#### Fragmento del texto:
● ● ● ● ● ● ●
Hay otra manera, aún más sofisticada, de hacer algo visible en un cuento: el silencio. A veces un elemento también es visible cuando el autor calla. Lo que no se dice está en el relato en forma de ausencia, pero esta omisión es tan expresiva que no hace falta más.
Veamos este fragmento, en la tercera parte de Madame Bovary. Emma ha ido de viaje a Rouen con su marido y se ha reencontrado con Léon, un antiguo amor con el que nunca llegó a tener una relación física. Hablan de sus sentimientos. Esa noche, Emma le escribe una carta de despedida que piensa darle en la catedral, donde han quedado al día siguiente. Allí se encuentra con Léon, pero se arrepiente de la cita, lo ignora y se dedica a rezar y a dejarse guiar por un guardia suizo a través del monumento. Léon sale de la catedral furioso y toma un coche de punto alquilado:
—¿Adónde vamos, Señor? —preguntó el cochero.
—¡Llévenos a donde mejor le parezca! —contestó Léon, al tiempo que empujaba a Emma dentro del coche.
El pesado vehículo se puso en marcha.
Bajó por la calle Grand Pont, cruzó la plaza des Arts, el muelle Napoleón y el Pont Neuf y se paró en seco delante de la estatua de Corneille.
—¡Siga! —oyó que le decía una voz desde dentro.
El coche volvió a reemprender ruta, cuesta abajo desde el cruce La Fayette. Luego se dirigió al galope a la estación del ferrocarril.
—¡Continúe todo seguido! —oyó que le gritaba la misma voz.
Madame Bovary
Gustave Flaubert
A continuación, Flaubert hace que el coche recorra Rouen durante horas. Cada vez que el cochero se detiene, una voz colérica que sale el interior del coche de punto le apremia a que los dos caballos sigan andando, trotando o galopando. El capítulo termina así:
Y por el puerto, entre camiones y barriles, igual que por las calles, la gente abría los ojos como platos ante el espectáculo, insólito en provincias, de aquel coche de alquiler que aparecía y reaparecía una y otra vez, siempre con las cortinillas echadas, más cerrado que un sepulcro y dado tumbos como un barco.
En un determinado momento, a mediodía y en pleno campo, con el sol hiriendo de plano los viejos faros plateados, se vio aparecer por entre las cortinas de tela amarilla una mano desnuda. Se abrió y dejó caer unos pedacitos de papel roto que se diseminaron por el viento, volaron lejos y fueron a posarse, como mariposas blancas, sobre un campo de tréboles rojos en flor.
Madame Bovary
Gustave Flaubert
En ningún momento Flaubert nos cuenta lo que sucede dentro del coche. Eso sí, presenciamos con todo detalle la escena desde un punto ciego. Flaubert sugiere, calla, no explica. Pero todos sabemos que Léon y Emma durante esa carrera desaforada de los dos caballos han consumado su amor que hasta ese momento era platónico. Flaubert, como veíamos al principio del tema, se fija en los detalles pero además añade el valor metafórico que tienen los objetos que utiliza en este fragmento; y en la fuerza que tienen estos para evocar lo no dicho. Si analizamos el texto completo, podemos incluso intuir que la velocidad de los caballos se acompasa a las etapas del amor físico. Igual que sabemos que esos pequeños fragmentos de papeles blancos, que caen como mariposas sobre tréboles rojos, son esa carta no entregada: el arrepentimiento que cae sobre la pasión de ese campo teñido de rojo.
● ● ● ● ● ● ●
#### Material proporcionado:
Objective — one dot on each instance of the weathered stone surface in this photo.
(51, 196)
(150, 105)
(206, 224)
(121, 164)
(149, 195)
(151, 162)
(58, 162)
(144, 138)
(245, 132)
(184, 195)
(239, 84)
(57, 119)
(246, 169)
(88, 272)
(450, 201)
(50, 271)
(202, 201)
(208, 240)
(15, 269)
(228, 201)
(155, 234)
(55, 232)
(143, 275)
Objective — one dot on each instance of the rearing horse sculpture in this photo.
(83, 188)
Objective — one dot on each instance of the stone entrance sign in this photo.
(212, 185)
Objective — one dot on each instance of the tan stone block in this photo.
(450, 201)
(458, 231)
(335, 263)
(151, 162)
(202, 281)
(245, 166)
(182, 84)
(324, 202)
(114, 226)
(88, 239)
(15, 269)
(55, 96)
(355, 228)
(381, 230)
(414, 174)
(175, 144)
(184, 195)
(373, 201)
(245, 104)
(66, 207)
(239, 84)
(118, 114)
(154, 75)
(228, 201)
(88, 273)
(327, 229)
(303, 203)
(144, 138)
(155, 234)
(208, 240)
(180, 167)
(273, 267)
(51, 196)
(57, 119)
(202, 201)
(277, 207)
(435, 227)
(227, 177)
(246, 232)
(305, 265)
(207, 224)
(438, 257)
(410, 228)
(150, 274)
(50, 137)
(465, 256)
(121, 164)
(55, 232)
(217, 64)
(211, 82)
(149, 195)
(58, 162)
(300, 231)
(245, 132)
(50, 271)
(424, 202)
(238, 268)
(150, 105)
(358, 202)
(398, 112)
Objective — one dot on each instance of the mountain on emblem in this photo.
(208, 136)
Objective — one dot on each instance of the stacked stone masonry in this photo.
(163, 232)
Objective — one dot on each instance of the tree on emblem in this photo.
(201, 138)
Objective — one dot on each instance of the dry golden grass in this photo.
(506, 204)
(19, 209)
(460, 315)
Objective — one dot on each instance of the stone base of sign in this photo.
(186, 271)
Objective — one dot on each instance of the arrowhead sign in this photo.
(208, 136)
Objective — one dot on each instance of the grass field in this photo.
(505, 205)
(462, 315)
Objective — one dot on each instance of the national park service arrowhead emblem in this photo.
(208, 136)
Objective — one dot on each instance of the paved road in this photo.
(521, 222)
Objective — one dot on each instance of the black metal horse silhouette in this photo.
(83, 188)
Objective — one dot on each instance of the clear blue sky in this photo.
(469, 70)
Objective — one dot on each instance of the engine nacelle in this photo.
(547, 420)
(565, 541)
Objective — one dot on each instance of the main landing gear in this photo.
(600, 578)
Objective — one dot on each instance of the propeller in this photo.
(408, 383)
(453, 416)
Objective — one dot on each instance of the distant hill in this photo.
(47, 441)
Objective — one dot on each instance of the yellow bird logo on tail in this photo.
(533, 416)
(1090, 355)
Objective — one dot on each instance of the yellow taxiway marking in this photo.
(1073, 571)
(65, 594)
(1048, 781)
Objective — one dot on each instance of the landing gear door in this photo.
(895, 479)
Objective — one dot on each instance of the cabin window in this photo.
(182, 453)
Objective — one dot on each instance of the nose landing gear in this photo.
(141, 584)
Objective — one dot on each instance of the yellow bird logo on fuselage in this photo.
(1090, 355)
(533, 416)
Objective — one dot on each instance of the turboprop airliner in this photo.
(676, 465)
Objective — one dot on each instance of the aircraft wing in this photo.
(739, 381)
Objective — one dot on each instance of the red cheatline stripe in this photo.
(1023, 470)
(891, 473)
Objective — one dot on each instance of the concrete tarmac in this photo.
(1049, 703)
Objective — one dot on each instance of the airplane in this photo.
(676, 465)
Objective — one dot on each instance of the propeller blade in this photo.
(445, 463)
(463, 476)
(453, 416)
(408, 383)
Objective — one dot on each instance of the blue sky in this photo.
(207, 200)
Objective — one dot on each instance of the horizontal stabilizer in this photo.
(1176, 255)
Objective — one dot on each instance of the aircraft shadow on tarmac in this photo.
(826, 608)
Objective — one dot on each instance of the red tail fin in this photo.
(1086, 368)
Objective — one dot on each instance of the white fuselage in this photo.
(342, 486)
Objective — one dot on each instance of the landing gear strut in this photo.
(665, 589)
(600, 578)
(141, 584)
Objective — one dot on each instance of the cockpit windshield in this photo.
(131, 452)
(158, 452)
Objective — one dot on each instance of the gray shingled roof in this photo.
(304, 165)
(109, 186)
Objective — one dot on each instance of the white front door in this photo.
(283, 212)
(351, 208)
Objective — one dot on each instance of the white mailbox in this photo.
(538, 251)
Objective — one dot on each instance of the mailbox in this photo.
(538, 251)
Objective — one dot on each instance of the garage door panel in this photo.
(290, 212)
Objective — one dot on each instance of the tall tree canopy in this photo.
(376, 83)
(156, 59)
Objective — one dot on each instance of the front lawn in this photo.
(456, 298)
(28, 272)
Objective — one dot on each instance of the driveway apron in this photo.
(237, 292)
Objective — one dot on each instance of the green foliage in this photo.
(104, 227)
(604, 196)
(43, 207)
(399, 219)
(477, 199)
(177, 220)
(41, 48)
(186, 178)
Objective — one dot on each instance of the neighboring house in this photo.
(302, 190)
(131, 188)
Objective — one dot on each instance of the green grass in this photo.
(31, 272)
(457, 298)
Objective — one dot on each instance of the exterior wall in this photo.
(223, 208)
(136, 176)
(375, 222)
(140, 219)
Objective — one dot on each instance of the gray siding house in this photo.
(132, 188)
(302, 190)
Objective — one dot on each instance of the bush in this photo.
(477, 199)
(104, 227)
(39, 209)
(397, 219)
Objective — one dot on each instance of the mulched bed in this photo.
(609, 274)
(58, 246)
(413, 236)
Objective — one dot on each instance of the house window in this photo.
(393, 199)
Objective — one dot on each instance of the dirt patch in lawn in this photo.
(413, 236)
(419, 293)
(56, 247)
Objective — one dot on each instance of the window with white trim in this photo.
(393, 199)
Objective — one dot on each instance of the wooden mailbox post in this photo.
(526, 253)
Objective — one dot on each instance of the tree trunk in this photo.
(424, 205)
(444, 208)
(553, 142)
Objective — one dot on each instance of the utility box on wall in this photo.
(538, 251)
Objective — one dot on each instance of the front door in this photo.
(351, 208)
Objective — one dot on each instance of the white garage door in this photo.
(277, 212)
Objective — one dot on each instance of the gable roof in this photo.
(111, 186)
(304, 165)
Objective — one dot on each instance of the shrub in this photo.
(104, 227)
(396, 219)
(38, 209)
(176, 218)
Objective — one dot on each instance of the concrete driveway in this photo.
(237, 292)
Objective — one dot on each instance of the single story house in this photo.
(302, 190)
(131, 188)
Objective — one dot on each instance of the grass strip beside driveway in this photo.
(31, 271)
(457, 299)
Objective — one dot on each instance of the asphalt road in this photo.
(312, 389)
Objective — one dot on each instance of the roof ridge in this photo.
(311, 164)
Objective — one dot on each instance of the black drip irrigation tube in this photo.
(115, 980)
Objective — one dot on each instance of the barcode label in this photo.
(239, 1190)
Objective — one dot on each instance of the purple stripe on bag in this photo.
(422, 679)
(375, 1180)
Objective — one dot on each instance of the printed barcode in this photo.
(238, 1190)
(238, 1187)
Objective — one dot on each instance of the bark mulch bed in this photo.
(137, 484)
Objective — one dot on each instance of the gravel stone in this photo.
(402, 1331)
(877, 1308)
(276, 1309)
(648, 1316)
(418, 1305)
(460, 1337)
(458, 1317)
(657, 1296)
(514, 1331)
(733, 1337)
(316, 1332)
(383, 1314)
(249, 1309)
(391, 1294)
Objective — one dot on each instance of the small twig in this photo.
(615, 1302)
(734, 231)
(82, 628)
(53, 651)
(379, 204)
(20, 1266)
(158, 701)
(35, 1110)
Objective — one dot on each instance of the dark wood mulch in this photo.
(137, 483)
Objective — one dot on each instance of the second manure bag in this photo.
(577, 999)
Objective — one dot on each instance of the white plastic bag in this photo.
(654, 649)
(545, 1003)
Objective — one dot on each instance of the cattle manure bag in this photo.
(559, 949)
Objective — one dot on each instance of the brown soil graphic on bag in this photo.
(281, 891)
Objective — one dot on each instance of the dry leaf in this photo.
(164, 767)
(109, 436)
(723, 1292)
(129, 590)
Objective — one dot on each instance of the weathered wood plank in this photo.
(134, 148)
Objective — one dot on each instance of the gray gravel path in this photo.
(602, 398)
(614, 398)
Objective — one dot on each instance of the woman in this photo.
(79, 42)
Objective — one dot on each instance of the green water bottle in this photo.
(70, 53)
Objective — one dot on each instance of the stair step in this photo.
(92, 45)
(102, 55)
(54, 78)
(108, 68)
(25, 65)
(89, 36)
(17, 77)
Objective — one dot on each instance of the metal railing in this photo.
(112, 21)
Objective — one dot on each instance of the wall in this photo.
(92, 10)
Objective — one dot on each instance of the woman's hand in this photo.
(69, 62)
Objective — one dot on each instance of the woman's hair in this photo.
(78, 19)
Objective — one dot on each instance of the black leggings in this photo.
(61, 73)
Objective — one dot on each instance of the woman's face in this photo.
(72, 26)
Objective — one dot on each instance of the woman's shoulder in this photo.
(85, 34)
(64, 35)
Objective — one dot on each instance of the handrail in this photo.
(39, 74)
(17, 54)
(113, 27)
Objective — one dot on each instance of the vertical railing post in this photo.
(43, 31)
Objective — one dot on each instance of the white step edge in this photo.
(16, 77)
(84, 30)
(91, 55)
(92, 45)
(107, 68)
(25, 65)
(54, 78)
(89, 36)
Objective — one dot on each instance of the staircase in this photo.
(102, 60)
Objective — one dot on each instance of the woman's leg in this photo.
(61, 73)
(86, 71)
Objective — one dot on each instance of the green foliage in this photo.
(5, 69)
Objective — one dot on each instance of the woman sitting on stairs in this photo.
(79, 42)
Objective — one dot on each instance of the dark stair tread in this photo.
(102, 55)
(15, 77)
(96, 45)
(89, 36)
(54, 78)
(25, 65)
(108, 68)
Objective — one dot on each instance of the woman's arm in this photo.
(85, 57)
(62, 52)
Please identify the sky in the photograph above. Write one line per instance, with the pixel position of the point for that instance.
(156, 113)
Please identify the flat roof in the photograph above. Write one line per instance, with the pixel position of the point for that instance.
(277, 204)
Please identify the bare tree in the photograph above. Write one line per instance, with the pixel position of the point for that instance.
● ● ● ● ● ● ●
#### Consigna escrita 1:
¿Delante de qué estatua se para en seco el coche, según el fragmento sobre el silencio narrativo?
#### Consigna escrita 2:
Resume en dos oraciones el fragmento sobre el silencio narrativo.
#### Consigna escrita 3:
Indica si cada afirmación concuerda con el fragmento sobre el silencio narrativo. Responde sí o no y cita textualmente las palabras decisivas del fragmento. (a) Emma le entrega a Léon la carta de despedida en la catedral. (b) Léon y Emma habían tenido antes una relación física. (c) El coche de alquiler recorre la ciudad con las cortinillas echadas.

#### Resultado 1:
Delante de la estatua de Corneille.

#### Resultado 2:
El fragmento sobre el silencio narrativo explica que en un cuento algo puede hacerse visible cuando el autor calla, porque lo no dicho queda como una ausencia expresiva. Lo ilustra con una escena de Madame Bovary en la que Léon y Emma recorren Rouen durante horas en un coche de punto con las cortinillas echadas: Flaubert no cuenta lo que sucede dentro, pero se entiende que consuman su amor, y los pedacitos de papel que caen sobre tréboles rojos son la carta no entregada.

#### Resultado 3:
(a) No: «son esa carta no entregada».
(b) No: «un antiguo amor con el que nunca llegó a tener una relación física».
(c) Sí: «siempre con las cortinillas echadas».